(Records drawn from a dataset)
────
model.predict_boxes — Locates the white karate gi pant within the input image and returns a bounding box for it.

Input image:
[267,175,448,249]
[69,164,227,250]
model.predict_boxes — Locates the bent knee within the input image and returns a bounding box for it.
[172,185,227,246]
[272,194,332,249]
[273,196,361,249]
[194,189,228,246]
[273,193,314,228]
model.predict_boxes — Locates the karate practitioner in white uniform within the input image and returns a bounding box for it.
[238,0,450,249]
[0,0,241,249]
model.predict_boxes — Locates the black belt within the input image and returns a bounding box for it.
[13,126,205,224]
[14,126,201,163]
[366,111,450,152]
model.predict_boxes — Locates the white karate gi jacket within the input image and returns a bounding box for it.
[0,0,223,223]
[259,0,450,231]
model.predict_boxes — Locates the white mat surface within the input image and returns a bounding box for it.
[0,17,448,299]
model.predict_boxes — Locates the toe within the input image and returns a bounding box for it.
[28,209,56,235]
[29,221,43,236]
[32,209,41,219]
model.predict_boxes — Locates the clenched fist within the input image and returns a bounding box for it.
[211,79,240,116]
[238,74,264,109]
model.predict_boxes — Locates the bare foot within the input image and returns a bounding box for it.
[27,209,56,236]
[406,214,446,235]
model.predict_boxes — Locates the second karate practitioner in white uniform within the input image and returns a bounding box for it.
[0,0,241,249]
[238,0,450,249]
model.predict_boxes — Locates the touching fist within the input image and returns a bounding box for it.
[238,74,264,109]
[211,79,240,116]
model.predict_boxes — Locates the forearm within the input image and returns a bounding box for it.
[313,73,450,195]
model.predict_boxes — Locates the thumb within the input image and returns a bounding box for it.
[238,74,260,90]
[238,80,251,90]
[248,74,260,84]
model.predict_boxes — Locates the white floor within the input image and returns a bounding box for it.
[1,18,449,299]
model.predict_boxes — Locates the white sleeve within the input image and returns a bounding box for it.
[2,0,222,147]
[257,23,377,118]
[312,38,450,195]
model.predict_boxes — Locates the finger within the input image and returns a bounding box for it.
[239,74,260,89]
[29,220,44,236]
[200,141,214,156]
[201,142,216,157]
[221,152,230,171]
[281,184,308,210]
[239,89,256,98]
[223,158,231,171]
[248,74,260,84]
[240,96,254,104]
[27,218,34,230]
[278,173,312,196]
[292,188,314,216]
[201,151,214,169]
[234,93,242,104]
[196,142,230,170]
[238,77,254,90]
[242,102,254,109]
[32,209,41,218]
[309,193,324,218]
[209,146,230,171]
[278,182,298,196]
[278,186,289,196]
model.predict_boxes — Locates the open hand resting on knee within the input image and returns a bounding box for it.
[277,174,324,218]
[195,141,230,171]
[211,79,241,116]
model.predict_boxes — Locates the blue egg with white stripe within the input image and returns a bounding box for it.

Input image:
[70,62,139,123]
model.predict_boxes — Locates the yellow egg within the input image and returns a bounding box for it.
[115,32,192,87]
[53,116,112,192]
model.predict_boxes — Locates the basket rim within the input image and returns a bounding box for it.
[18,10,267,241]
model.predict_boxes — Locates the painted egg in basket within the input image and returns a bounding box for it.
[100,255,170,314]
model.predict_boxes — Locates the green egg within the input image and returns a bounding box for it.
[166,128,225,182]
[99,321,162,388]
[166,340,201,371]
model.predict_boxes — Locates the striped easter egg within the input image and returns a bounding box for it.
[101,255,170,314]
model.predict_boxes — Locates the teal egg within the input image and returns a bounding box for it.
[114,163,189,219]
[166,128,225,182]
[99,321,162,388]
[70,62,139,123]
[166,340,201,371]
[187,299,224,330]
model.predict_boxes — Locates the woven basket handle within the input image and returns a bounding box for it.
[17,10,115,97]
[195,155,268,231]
────
# THE PROBLEM:
Each entry is to be given again, exactly as it stands.

# PROBLEM SOLUTION:
model.predict_boxes — Locates the white karate gi pant within the input image and returns a bounding box for it.

Input image:
[267,175,448,249]
[69,164,227,250]
model.predict_boxes — Locates the bent knee within the input image and returns a bounding box for it.
[172,185,227,246]
[272,194,332,249]
[273,196,361,249]
[194,189,228,246]
[273,193,314,228]
model.predict_boxes — Locates the karate practitioner in white uniform within the input image and returns a bounding box for it.
[238,0,450,249]
[0,0,241,249]
model.predict_boxes — Locates the black belt within the input image and returns a bounding box for it.
[13,126,205,224]
[14,126,201,163]
[366,111,450,152]
model.predict_boxes — Locates the white karate gi jacket within the input image and returns a bounding box for it.
[0,0,223,223]
[259,0,450,231]
model.predict_boxes — Locates the white mat surface within the input image and returns a bounding box for it.
[0,17,448,299]
model.predict_boxes — Locates the toe within the input image and returns a bounding box for it.
[28,209,56,235]
[29,221,43,236]
[32,209,41,219]
model.predict_boxes — Locates the clenched fist within the input image and returns a bounding box for it.
[211,79,240,116]
[238,74,264,109]
model.predict_boxes — Locates the bare foot within the input image and returns a bounding box for it.
[27,209,56,236]
[406,214,446,235]
model.predict_boxes — Locates the second karate practitioner in white uniform within the input image and returns a bounding box for it.
[0,0,241,249]
[238,0,450,249]
model.predict_boxes — Locates the touching fist within the input image and returns a bounding box for it.
[238,74,264,109]
[211,79,240,116]
model.predict_boxes — Locates the forearm within the input image and returns a bounding box for it.
[313,73,450,195]
model.predict_boxes — Locates the thumb within the input image and returns a bounding box for it.
[238,74,260,90]
[238,80,251,90]
[248,74,260,84]
model.predict_boxes — Locates the white floor within the input image and returns a bounding box for it.
[1,18,449,299]
model.predict_boxes — Locates the white sleeve within the input image and returns a bounding box for it.
[2,0,222,147]
[257,23,377,118]
[312,38,450,195]
model.predict_boxes — Locates the finger within the input image and returns a bounding box for it.
[239,74,260,89]
[29,220,44,236]
[200,141,214,156]
[201,142,216,157]
[221,152,230,171]
[281,184,308,210]
[239,89,256,98]
[223,158,231,171]
[248,74,260,84]
[240,96,254,104]
[27,218,34,230]
[278,173,312,196]
[292,188,314,216]
[201,151,214,169]
[234,93,242,104]
[196,142,230,170]
[238,77,254,90]
[242,102,254,109]
[32,209,41,218]
[309,193,324,218]
[209,146,230,171]
[278,182,298,196]
[278,186,289,196]
model.predict_boxes — Locates the open hand resting on knee within the input image and returns a bounding box for it.
[277,174,324,218]
[195,141,230,171]
[211,79,241,116]
model.predict_boxes — Locates the blue egg with white stripe within the input image and returns a bounding box for it.

Input image:
[70,62,139,123]
model.predict_boxes — Locates the yellow egg within the input image and returns a bounding box for it.
[115,32,192,87]
[53,116,112,192]
model.predict_boxes — Locates the basket rim within the input image and returns a bounding box for it.
[18,10,267,241]
model.predict_boxes — Locates the painted egg in basket within the input image and returns a bounding box for it.
[100,255,170,314]
model.predict_boxes — Locates the green egg within the input image and returns a bounding box for it.
[166,128,225,182]
[99,321,162,388]
[166,340,201,371]
model.predict_boxes — Locates the striped easter egg within the input image and returns a bounding box for it.
[101,255,170,314]
model.predict_boxes — Locates the teal egg within the input image and returns a bounding box for it.
[114,163,189,219]
[166,128,225,182]
[99,321,162,388]
[70,62,139,123]
[166,340,201,371]
[187,299,224,330]
model.predict_boxes — Locates the woven basket handle within the input image and returns a bounding box for it.
[17,10,115,97]
[195,155,268,231]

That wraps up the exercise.